* BEGIN *

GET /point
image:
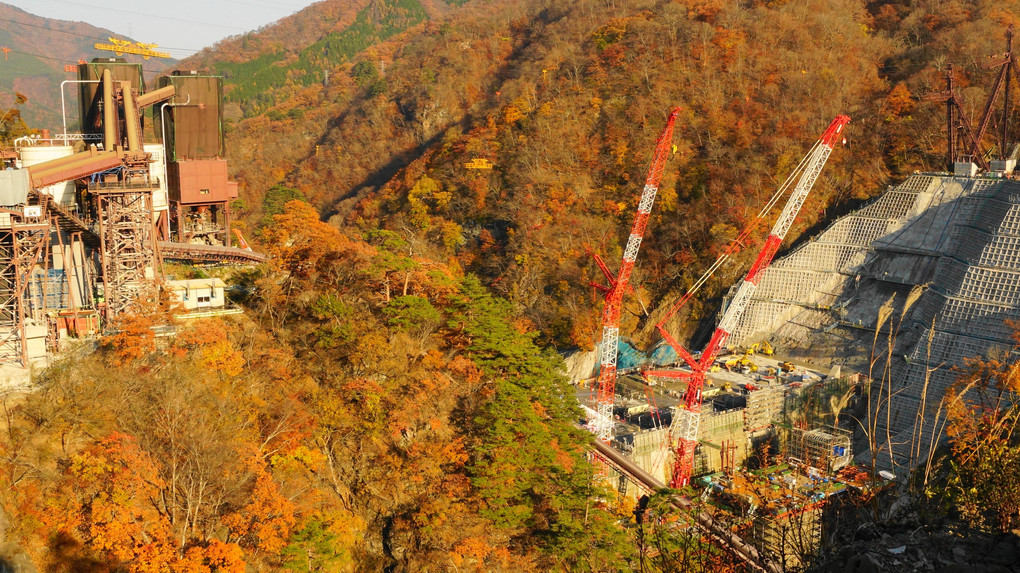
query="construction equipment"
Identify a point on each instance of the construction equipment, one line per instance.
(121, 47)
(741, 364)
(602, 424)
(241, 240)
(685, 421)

* END *

Short problem: Write out every line of the data above again, wording included, but leave out the pictures. Shift each point coordinate by -35.

Exercise solution:
GET /point
image:
query="construction equipment"
Identify a point on each instance of the construction equipment, one line per instance.
(86, 12)
(706, 329)
(567, 389)
(206, 205)
(650, 386)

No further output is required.